* **Exercise objective**
Swap "Box format" for "Coordinate order" everywhere in the records below, changing nothing else, and write the lines out again with the pictures left out.

Part of a data file
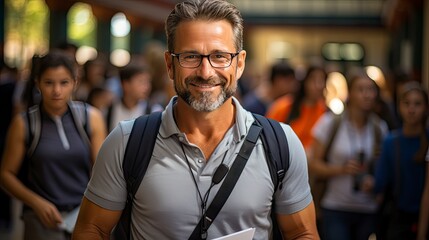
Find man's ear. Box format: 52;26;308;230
236;50;247;79
164;51;174;80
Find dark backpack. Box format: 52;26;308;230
114;112;289;240
18;101;90;183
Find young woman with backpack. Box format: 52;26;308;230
0;52;106;239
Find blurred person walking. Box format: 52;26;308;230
241;62;298;115
0;52;106;240
417;149;429;240
266;66;327;154
375;82;429;240
106;65;163;132
309;72;388;240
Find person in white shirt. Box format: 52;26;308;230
106;65;163;132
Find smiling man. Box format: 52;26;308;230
74;0;318;240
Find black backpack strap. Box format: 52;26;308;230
253;113;290;240
189;123;262;240
68;101;91;146
106;103;114;132
114;112;162;240
26;105;42;158
253;113;289;190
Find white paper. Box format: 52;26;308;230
213;228;255;240
58;206;80;233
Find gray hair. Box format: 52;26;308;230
165;0;243;52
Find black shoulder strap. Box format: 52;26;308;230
253;114;289;190
106;103;114;131
189;123;262;240
114;112;162;240
26;105;42;157
253;114;290;240
322;114;343;162
68;101;91;146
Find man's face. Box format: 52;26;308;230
165;20;246;112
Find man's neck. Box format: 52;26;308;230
173;98;235;160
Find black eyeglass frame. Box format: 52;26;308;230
170;51;241;68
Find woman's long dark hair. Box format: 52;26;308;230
285;66;328;124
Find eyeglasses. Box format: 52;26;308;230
171;52;240;68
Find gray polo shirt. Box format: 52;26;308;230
85;98;312;240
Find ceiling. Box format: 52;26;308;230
61;0;424;27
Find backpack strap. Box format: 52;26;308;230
68;101;91;146
189;123;262;240
26;105;42;157
114;112;162;240
253;113;289;191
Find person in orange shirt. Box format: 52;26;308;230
266;66;327;150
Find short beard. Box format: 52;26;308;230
174;77;237;112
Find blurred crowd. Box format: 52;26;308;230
0;44;429;240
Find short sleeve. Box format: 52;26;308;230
275;124;312;214
85;121;134;210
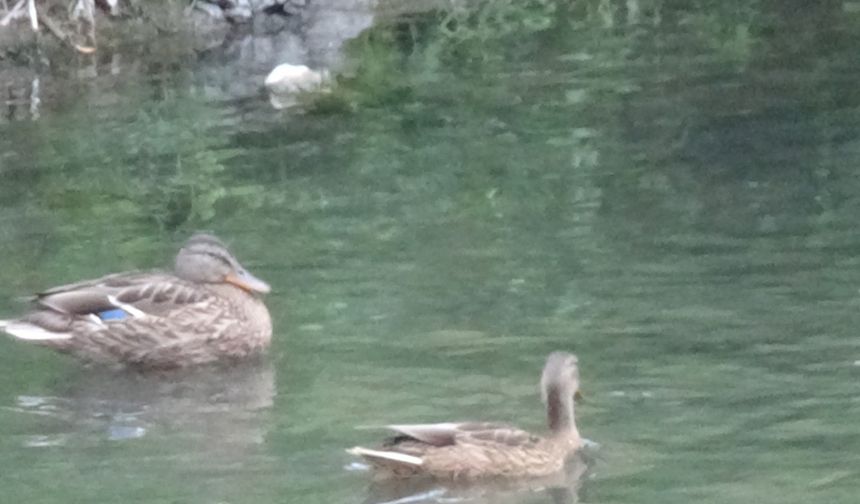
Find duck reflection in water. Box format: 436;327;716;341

* **Result for this exercise**
Find man's ear. Coordinate order: 52;26;308;230
236;50;247;79
164;51;174;80
Find dark backpack. Coordinate order: 52;26;308;230
114;112;289;240
18;101;90;183
Find young woman with backpack. Coordinate order: 52;26;308;230
0;52;106;239
Find blurred person walking. Coordinate order: 52;26;308;230
241;62;298;115
0;52;106;240
417;149;429;240
266;66;327;154
375;82;429;240
106;65;163;132
309;72;388;240
Find person in white shirt. Coordinate order: 52;26;308;230
106;65;163;132
Find smiling man. Coordinate order: 52;26;308;230
74;0;318;240
Find black backpack strap. Coordinate order: 52;26;308;230
253;113;290;240
189;123;262;240
68;101;91;146
106;103;114;132
114;112;162;240
26;105;42;158
253;113;289;190
Find white paper. Coordinate order: 52;26;308;230
213;228;255;240
58;206;80;233
Find gray hair. Coordinate order: 52;26;308;230
165;0;243;52
Find black shoulder strap. Coordinate order: 52;26;308;230
253;114;289;190
106;103;114;131
189;123;262;240
114;112;162;240
26;105;42;157
253;114;290;240
322;114;343;162
68;101;91;146
Find man's face. Coordinate order: 52;26;308;230
165;20;246;112
Find man's neck. Coordinate order: 52;26;308;230
173;98;235;160
Find black eyeglass frame. Coordinate order: 52;26;308;230
170;51;241;68
Find woman's long dark hair. Coordinate order: 52;26;308;230
285;66;328;124
Find eyeglasses. Coordinate order: 52;26;308;230
171;52;240;68
Find gray polo shirt. Coordinate order: 52;26;308;230
85;98;312;240
Find ceiling. Coordinate order: 52;26;308;230
61;0;424;27
Find backpack strap. Coordinate order: 52;26;308;230
68;101;91;146
189;123;262;240
26;105;42;157
114;112;162;240
253;113;289;191
Find person in orange shirt. Coordinate order: 52;26;308;230
266;66;327;150
Find short beard. Coordinate order: 52;26;308;230
174;77;237;112
Find blurred crowd. Coordinate order: 52;26;308;230
0;44;429;240
Find short sleeve. Coordinate order: 52;26;308;230
275;124;312;214
85;121;134;210
Find duck reflection in water. Coordinate order: 436;327;716;341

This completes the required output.